The data must be returned in full and exactly as given.

*** Excerpted data ***

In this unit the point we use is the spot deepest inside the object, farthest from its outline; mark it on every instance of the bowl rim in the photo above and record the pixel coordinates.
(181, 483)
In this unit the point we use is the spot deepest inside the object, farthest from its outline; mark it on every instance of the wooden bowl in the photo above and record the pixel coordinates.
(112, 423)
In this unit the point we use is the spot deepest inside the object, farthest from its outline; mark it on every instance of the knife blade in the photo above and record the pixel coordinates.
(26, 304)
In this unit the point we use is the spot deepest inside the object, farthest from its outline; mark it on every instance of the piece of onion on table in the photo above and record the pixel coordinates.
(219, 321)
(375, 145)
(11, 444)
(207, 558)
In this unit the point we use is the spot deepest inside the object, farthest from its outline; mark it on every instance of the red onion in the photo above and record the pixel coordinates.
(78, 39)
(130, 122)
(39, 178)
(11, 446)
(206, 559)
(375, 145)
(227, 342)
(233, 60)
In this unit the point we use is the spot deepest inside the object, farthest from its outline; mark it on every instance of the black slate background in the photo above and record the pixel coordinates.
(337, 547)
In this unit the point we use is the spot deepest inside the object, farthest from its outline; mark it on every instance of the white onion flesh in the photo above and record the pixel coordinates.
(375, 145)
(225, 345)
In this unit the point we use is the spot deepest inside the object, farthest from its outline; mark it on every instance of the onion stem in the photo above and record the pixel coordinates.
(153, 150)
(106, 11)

***

Expected output
In this unit the point we use is the spot deepest inside the object, farthest from its outline; mark it on every instance of the bowl rim in the photo above and record the pixel coordinates.
(181, 483)
In this unit the point we use is the spot deepest inside the object, farthest from its outline; mark it on every instance of the wooden bowl in the photo above and record the pixel coordinates.
(112, 423)
In this unit the point we use is the spot deepest inside the object, farthest from its outline; mark it on every instance of the knife blade in the photo above and record the pixel coordinates.
(26, 304)
In this unit the point we use is the spot deepest inside the object, farthest from its outline; mark it on every instance of the piece of onion on table in the photo above and record the pixel coordinates.
(219, 321)
(375, 145)
(11, 444)
(207, 558)
In this unit the point we use is the spot deepest inside the object, farthest from its outline; mark it on every instance of the red onion in the photo above and record the pixel coordinates.
(78, 39)
(130, 122)
(39, 178)
(11, 446)
(206, 559)
(375, 145)
(227, 342)
(233, 60)
In this unit the point we use is the spot deepest inside the object, farthest from its outline; mark it on every instance of the black slate background in the photo above and record the pixel coordinates.
(337, 547)
In this unit the point we use is the spot deepest inside the object, farthest from its outline; mark it on every instance of the white onion flesh in the photo above and record the pixel coordinates.
(375, 145)
(225, 345)
In this unit the point we use is the spot deepest inside the object, farthest from its outline; mark it on every instance of the onion stem in the photo above and record the pixel coordinates.
(153, 150)
(106, 11)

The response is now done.